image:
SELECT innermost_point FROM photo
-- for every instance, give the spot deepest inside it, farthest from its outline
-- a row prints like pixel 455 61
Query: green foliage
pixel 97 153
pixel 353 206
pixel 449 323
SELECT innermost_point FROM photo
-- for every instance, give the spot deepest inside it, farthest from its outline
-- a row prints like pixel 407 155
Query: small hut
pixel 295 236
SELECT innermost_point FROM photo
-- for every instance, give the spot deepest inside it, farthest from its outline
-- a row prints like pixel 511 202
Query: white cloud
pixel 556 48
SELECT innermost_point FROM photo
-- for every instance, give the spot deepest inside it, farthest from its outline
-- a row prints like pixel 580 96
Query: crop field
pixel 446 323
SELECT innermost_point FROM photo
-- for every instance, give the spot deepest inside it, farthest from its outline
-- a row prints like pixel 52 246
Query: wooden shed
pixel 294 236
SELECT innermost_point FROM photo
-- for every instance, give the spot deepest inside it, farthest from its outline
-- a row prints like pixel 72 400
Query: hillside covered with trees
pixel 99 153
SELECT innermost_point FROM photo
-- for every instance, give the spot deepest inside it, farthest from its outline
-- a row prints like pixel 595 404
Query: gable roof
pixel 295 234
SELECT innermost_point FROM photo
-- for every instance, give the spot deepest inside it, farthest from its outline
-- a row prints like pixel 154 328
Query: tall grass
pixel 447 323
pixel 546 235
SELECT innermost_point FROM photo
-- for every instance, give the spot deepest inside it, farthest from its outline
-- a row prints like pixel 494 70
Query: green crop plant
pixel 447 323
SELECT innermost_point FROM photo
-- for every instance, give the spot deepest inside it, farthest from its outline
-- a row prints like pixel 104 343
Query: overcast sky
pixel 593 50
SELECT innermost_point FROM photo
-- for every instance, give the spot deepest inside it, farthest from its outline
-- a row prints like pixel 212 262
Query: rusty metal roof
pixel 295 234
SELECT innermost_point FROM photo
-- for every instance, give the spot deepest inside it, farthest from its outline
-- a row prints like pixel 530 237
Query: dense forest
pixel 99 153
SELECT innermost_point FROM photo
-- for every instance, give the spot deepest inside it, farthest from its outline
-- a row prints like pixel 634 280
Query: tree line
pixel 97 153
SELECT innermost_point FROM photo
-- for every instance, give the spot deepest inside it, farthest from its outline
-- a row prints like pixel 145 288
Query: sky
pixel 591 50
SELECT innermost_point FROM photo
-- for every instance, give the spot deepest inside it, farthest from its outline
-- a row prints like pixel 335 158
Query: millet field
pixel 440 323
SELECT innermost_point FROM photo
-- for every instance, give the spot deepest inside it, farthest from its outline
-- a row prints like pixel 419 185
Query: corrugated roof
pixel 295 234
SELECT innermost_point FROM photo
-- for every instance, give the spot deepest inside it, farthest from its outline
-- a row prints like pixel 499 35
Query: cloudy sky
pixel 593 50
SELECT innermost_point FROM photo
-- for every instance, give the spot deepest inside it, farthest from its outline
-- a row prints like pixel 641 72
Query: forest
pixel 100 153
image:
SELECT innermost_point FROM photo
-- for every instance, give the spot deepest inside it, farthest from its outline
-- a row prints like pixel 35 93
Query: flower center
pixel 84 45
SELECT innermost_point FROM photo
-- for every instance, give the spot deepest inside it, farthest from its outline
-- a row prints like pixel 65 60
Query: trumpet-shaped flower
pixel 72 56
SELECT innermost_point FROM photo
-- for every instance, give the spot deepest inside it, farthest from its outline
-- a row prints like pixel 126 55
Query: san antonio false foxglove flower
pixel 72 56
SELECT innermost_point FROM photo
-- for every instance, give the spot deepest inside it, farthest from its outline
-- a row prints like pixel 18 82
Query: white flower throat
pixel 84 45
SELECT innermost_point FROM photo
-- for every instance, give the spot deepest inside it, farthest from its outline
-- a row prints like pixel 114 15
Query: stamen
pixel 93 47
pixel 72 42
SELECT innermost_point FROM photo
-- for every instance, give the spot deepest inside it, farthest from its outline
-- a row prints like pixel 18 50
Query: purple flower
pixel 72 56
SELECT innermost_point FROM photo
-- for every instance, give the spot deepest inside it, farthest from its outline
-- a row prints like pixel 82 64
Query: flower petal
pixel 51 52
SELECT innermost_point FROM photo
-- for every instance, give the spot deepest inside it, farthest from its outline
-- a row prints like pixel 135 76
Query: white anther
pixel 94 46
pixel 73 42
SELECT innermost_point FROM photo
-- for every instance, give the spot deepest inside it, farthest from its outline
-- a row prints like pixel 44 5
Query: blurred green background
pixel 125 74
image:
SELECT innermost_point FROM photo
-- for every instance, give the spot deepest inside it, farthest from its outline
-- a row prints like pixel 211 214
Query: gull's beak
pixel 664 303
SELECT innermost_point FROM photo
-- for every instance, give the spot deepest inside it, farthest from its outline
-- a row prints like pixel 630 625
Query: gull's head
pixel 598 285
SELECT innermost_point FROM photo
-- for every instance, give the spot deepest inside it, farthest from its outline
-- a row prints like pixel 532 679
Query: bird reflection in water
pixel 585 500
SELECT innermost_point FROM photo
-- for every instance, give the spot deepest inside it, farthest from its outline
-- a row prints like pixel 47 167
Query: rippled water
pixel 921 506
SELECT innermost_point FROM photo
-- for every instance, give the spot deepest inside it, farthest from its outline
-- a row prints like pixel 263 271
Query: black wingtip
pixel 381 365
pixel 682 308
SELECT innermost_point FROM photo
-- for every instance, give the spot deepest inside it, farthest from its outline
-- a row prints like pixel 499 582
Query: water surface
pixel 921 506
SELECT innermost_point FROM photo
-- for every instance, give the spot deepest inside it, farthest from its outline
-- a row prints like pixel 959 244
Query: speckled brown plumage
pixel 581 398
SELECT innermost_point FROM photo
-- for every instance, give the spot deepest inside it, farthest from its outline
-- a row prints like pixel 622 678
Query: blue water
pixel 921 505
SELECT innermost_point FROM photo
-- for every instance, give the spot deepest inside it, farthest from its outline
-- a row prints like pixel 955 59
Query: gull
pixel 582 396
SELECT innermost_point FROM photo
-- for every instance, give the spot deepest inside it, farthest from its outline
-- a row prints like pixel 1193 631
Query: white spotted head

● EXERCISE: Write out the full set of records exactly as given.

● FULL ANSWER:
image:
SELECT innermost_point FROM photo
-- for every instance, give the spot deepest inside it, farthest from its outline
-- a row prints like pixel 455 61
Query: green foliage
pixel 97 153
pixel 353 206
pixel 449 323
SELECT innermost_point FROM photo
-- for every instance, give the spot deepest inside it, farthest from its outline
-- a row prints like pixel 407 155
Query: small hut
pixel 295 236
SELECT innermost_point FROM photo
-- for every instance, give the spot deepest inside it, farthest from its outline
-- a row prints like pixel 511 202
Query: white cloud
pixel 556 48
SELECT innermost_point FROM photo
-- for every instance, give the spot deepest inside it, farthest from its outline
-- a row prints like pixel 580 96
Query: crop field
pixel 446 323
SELECT innermost_point FROM photo
-- for every instance, give the spot deepest inside it, farthest from its outline
-- a row prints like pixel 52 246
Query: wooden shed
pixel 294 236
SELECT innermost_point FROM photo
-- for every instance, give the spot deepest inside it, farthest from its outline
-- a row prints like pixel 72 400
Query: hillside covered with trees
pixel 99 153
SELECT innermost_point FROM photo
-- for every instance, give the spot deepest inside it, farthest from its outline
-- a row prints like pixel 595 404
Query: gable roof
pixel 295 234
SELECT innermost_point FROM photo
-- for every instance, give the spot deepest inside it, farthest from its outline
-- a row prints like pixel 154 328
Query: tall grass
pixel 447 323
pixel 546 235
SELECT innermost_point FROM photo
-- for every instance, give the spot deepest inside it, farthest from its outline
-- a row prints like pixel 494 70
Query: green crop plant
pixel 447 323
SELECT innermost_point FROM photo
-- for every instance, give the spot deepest inside it, farthest from its outline
-- a row prints like pixel 104 343
Query: overcast sky
pixel 593 50
SELECT innermost_point FROM photo
-- for every instance, give the spot deepest inside it, farthest from its outline
-- a row prints like pixel 212 262
Query: rusty metal roof
pixel 295 234
SELECT innermost_point FROM photo
-- for every instance, give the spot deepest inside it, farthest from its outline
-- a row prints like pixel 530 237
Query: dense forest
pixel 99 153
SELECT innermost_point FROM photo
-- for every instance, give the spot deepest inside it, farthest from its outline
-- a row prints like pixel 634 280
Query: tree line
pixel 97 153
SELECT innermost_point FROM photo
-- for every instance, give the spot deepest inside it, farthest from its outline
-- a row prints like pixel 145 288
Query: sky
pixel 591 50
SELECT innermost_point FROM photo
-- for every instance, give the spot deepest inside it, farthest from its outline
-- a row prints like pixel 335 158
Query: millet field
pixel 440 323
SELECT innermost_point FROM photo
-- for every instance, give the spot deepest inside it, farthest from its outline
-- a row prints like pixel 419 185
Query: corrugated roof
pixel 295 234
SELECT innermost_point FROM photo
-- for every instance, give the spot deepest inside it, farthest from its outline
-- a row prints like pixel 499 35
Query: cloudy sky
pixel 593 50
SELECT innermost_point FROM photo
-- for every instance, give the spot deepest inside it, farthest from its outline
-- a row prints like pixel 641 72
Query: forest
pixel 100 153
image:
SELECT innermost_point FROM photo
-- for every instance, give the spot deepest inside it, farthest from its outline
-- a row prints like pixel 35 93
Query: flower center
pixel 84 45
SELECT innermost_point FROM photo
-- for every instance, give the spot deepest inside it, farthest from its outline
-- a row prints like pixel 65 60
Query: trumpet-shaped flower
pixel 72 56
SELECT innermost_point FROM photo
-- for every instance, give the spot deepest inside it, farthest from its outline
-- a row prints like pixel 126 55
Query: san antonio false foxglove flower
pixel 72 56
SELECT innermost_point FROM photo
-- for every instance, give the spot deepest inside it, farthest from its outline
-- a row prints like pixel 18 82
Query: white flower throat
pixel 84 45
SELECT innermost_point FROM photo
-- for every instance, give the spot deepest inside it, farthest from its outline
-- a row prints like pixel 114 15
Query: stamen
pixel 93 47
pixel 72 42
SELECT innermost_point FROM photo
-- for every instance, give the spot deepest inside it, farthest from its outline
-- a row prints like pixel 18 50
Query: purple flower
pixel 72 56
SELECT innermost_point FROM photo
-- for every instance, give the spot deepest inside it, farthest from its outline
-- a row prints like pixel 82 64
Query: flower petal
pixel 51 52
SELECT innermost_point FROM photo
-- for every instance, give the spot deepest inside it, farthest from its outline
-- a row prints like pixel 135 76
Query: white anther
pixel 94 46
pixel 73 42
SELECT innermost_point FROM photo
-- for every instance, give the spot deepest inside it, farthest from its outline
-- a row prints like pixel 44 5
Query: blurred green background
pixel 125 74
image:
SELECT innermost_point FROM photo
-- for every instance, give the spot deepest inside it, farthest from its outline
-- a row prints like pixel 211 214
Query: gull's beak
pixel 664 303
SELECT innermost_point FROM photo
-- for every instance, give the spot deepest inside it, farthest from its outline
-- a row prints like pixel 630 625
Query: gull's head
pixel 598 285
SELECT innermost_point FROM photo
-- for every instance, give the spot deepest inside it, farthest from its outline
-- a row prints like pixel 532 679
Query: bird reflection in water
pixel 585 500
SELECT innermost_point FROM photo
-- for every instance, give the spot deepest inside it, farthest from its outline
-- a row prints like pixel 47 167
Query: rippled water
pixel 921 506
SELECT innermost_point FROM photo
-- for every instance, give the spot deepest inside it, farthest from its outline
-- a row prints like pixel 263 271
Query: black wingtip
pixel 381 365
pixel 682 308
SELECT innermost_point FROM photo
-- for every instance, give the spot deepest inside it, farthest from its outline
-- a row prints like pixel 499 582
Query: water surface
pixel 921 506
SELECT innermost_point FROM photo
-- for every instance, give the spot deepest inside it, farthest from its outline
-- a row prints like pixel 959 244
Query: speckled brown plumage
pixel 581 398
SELECT innermost_point FROM photo
-- for every instance, give the spot deepest inside it, farthest from its outline
-- a row prints like pixel 622 678
Query: blue water
pixel 921 505
SELECT innermost_point FROM photo
-- for every instance, give the spot deepest inside it, farthest from its outline
-- a row prints like pixel 955 59
Query: gull
pixel 582 396
SELECT innermost_point FROM photo
-- for every instance, give the spot deepest inside it, farthest from its outline
-- a row prints like pixel 1193 631
Query: white spotted head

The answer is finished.